> [Assigned task] Could you retype the records below exactly as they appear, skipping any pictures?
|---|
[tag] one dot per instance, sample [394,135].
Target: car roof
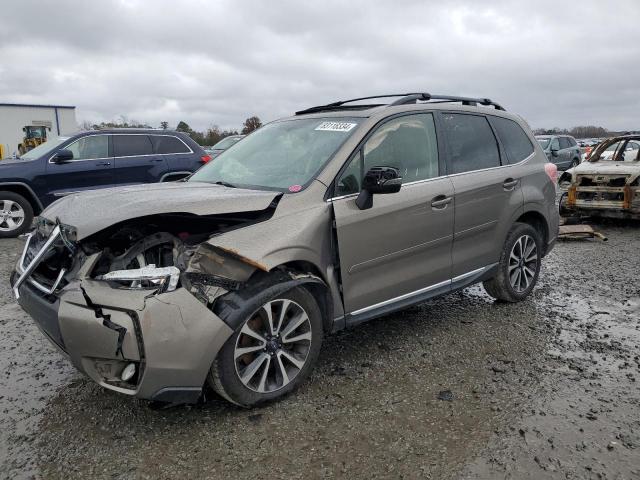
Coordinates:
[381,111]
[156,131]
|---|
> [Solved exercise]
[tag] one dot per instance, sample [394,135].
Target: car roof
Coordinates:
[381,111]
[156,131]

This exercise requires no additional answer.